* Written instruction: Could you put the lines below into a Markdown table with the columns Row and Item line, starting at the line that contains "TASK: localize parked car" and running through the last line of the items, with blank lines left out?
*****
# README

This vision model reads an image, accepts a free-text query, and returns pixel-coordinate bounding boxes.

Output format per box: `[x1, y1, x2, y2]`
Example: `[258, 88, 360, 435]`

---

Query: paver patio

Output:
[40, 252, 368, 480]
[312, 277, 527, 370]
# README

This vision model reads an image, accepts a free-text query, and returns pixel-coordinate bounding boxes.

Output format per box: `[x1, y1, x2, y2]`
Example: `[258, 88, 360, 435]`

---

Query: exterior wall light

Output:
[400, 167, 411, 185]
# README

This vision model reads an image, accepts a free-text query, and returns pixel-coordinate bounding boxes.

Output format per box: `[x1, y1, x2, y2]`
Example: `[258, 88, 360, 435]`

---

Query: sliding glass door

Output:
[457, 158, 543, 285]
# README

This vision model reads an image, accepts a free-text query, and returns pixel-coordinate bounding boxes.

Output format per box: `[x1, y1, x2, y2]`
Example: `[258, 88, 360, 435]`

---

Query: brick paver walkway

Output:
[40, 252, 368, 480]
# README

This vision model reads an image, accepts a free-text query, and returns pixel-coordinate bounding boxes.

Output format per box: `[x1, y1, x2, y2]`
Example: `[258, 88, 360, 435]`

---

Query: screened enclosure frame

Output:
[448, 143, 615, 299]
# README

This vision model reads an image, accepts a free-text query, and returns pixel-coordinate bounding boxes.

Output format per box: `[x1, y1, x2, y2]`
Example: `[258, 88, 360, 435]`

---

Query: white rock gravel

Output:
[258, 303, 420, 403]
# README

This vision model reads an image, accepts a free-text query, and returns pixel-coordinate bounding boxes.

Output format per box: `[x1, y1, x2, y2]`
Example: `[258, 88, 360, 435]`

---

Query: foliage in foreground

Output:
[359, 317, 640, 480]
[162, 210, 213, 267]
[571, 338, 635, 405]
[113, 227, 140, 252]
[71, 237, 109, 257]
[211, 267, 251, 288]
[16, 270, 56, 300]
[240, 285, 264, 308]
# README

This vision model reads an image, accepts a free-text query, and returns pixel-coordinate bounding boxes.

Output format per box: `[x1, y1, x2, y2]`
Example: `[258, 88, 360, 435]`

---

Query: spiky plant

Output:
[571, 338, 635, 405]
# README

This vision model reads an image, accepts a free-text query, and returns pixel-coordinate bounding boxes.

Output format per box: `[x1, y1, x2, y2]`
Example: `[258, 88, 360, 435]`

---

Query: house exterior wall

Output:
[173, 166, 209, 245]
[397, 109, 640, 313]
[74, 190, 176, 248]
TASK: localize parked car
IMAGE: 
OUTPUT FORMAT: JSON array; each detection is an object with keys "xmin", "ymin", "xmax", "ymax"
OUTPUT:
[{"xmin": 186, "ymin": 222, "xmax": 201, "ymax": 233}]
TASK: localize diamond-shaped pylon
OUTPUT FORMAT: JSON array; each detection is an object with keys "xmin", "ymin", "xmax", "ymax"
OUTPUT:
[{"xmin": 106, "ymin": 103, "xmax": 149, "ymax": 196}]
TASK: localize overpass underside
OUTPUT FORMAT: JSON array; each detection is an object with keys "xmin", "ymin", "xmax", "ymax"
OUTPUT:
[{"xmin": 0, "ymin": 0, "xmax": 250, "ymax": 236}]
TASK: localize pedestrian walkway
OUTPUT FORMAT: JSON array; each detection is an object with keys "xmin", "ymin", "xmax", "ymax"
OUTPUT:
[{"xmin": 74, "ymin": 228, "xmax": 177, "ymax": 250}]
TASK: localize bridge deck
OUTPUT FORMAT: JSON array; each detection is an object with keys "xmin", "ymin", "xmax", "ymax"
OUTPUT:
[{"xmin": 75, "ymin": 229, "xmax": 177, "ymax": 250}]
*****
* Result for this exercise:
| Row | Item line |
|---|---|
| 1 | TASK: localize parked car |
| 2 | IMAGE:  |
| 3 | OUTPUT FORMAT: JSON array; each detection is an object with keys "xmin", "ymin", "xmax", "ymax" |
| 4 | OUTPUT: |
| 5 | [{"xmin": 186, "ymin": 222, "xmax": 201, "ymax": 233}] |
| 6 | TASK: localize diamond-shaped pylon |
| 7 | OUTPUT FORMAT: JSON array; each detection is an object with keys "xmin", "ymin", "xmax", "ymax" |
| 8 | OUTPUT: |
| 9 | [{"xmin": 106, "ymin": 103, "xmax": 149, "ymax": 196}] |
| 10 | TASK: localize overpass underside |
| 11 | OUTPUT FORMAT: JSON array; each detection is an object with keys "xmin", "ymin", "xmax", "ymax" |
| 12 | OUTPUT: |
| 13 | [{"xmin": 0, "ymin": 0, "xmax": 250, "ymax": 236}] |
| 14 | TASK: localize pedestrian walkway |
| 15 | OUTPUT FORMAT: JSON array; each detection is an object with keys "xmin", "ymin", "xmax", "ymax" |
| 16 | OUTPUT: |
| 17 | [{"xmin": 74, "ymin": 228, "xmax": 177, "ymax": 250}] |
| 18 | TASK: localize bridge deck |
| 19 | OUTPUT FORMAT: JSON array; each detection is an object with keys "xmin", "ymin", "xmax", "ymax" |
| 20 | OUTPUT: |
| 21 | [{"xmin": 75, "ymin": 229, "xmax": 177, "ymax": 250}] |